Referring expression pointing data
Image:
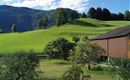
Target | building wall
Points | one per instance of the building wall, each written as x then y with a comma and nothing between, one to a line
115,47
118,47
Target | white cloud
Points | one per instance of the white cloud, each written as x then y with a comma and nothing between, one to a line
80,5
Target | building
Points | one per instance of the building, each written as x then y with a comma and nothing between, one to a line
116,42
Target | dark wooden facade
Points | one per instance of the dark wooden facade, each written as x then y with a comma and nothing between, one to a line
116,42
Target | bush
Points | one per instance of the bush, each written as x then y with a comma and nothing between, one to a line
120,67
21,66
74,73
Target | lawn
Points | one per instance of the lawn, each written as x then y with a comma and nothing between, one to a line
54,69
37,39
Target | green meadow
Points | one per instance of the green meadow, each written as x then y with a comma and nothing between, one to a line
37,39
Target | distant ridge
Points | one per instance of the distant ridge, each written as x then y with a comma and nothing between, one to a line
24,18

## WHAT IS EXPECTED
Give the data again word for word, without pictures.

## RESPONSE
Image:
Target | building wall
Points | one per instance of the building wall, each written as x then y with a comma and nothing between, one to a line
115,47
118,47
Target | white cloud
Points | one per instance of the white cloud, each written as x then y with a comma and nothing between, one to a line
80,5
Target | building
Points | one per instance of the building, each written as x then y with a comma and nothing between, one to a line
116,42
Target | dark wooden facade
Points | one per instance of the dark wooden facade, each written as x then y with a comma and nothing between, one to a line
116,42
Target | bush
Points | one per instance of the bush, each written as x then y with a comma and nothing between, one to a line
120,67
21,66
74,73
Target | lawn
Points | one per instance of the lawn, each written as x then y with a comma and nothing between, one to a line
54,69
37,39
Target | green meadow
Points | one per instance of the green meadow, each written as x then y with a comma and nothing between, one to a line
37,39
Target | distant ridge
Points | one per instance of the distant ridge, each written as x then y with a comma and nothing between, one to a line
24,18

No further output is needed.